**O que se espera**
Retorne, sem nenhuma alteração, a parte da entrevista sobre o comércio entre o Brasil e os países árabes que começa nas palavras "Mesmo não sendo" e termina logo depois de "nações da liga.".

**Trecho de origem**
━━━

O Brasil faria mais negócios com os países árabes se os conhecesse melhor. Se fosse um país, a Liga Árabe, com 424 milhões de habitantes, seria o terceiro mais populoso do mundo, atrás apenas da China e da Índia.
Mesmo não sendo uma só nação, o bloco é o terceiro maior parceiro comercial do Brasil. Perde só para a China e para os EUA. Em 2019, esse contingente comprou US$ 12,2 bilhões de mercadorias brasileiras (alta de 6,3% em relação a 2018). E poderia ter consumido ainda mais, segundo Rubens Hannun, 68 anos, presidente da Câmara de Comércio Árabe-Brasileira. Sua missão é intermediar as relações entre o Brasil e o Mundo Árabe. Isso inclui articular reuniões com integrantes de governos e empresários, lidar com o preconceito em relação aos árabes — e, claro, administrar o desconforto que o atual presidente do Brasil provoca nas nações de maioria muçulmana. Nesta entrevista exclusiva à DINHEIRO, Hannun, descendente de sírios e libaneses, destacou a importância do Mundo Árabe para o agronegócio brasileiro e a busca por investimentos internacionais por parte das nações da liga.
DINHEIRO — Quando e como começou a relação comercial do Brasil com os países do Mundo Árabe?
RUBENS HANNUN — A relação vem de muito tempo, mas começou a tomar corpo nos anos 1980, na esteira da crise do petróleo, quando os países árabes começaram a trocar combustíveis fósseis por itens de que necessitavam com nações consideradas amistosas. O Brasil, por sua tradição diplomática não beligerante, sempre foi visto como um país amigo. A crise do petróleo criou, por exemplo, uma excelente oportunidade para a Embraer exportar aviões às nações árabes.

━━━

**Seção de dados**
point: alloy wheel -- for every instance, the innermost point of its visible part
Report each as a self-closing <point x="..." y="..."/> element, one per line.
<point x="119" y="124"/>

━━━

**Resultado abaixo**
Mesmo não sendo uma só nação, o bloco é o terceiro maior parceiro comercial do Brasil. Perde só para a China e para os EUA. Em 2019, esse contingente comprou US$ 12,2 bilhões de mercadorias brasileiras (alta de 6,3% em relação a 2018). E poderia ter consumido ainda mais, segundo Rubens Hannun, 68 anos, presidente da Câmara de Comércio Árabe-Brasileira. Sua missão é intermediar as relações entre o Brasil e o Mundo Árabe. Isso inclui articular reuniões com integrantes de governos e empresários, lidar com o preconceito em relação aos árabes — e, claro, administrar o desconforto que o atual presidente do Brasil provoca nas nações de maioria muçulmana. Nesta entrevista exclusiva à DINHEIRO, Hannun, descendente de sírios e libaneses, destacou a importância do Mundo Árabe para o agronegócio brasileiro e a busca por investimentos internacionais por parte das nações da liga.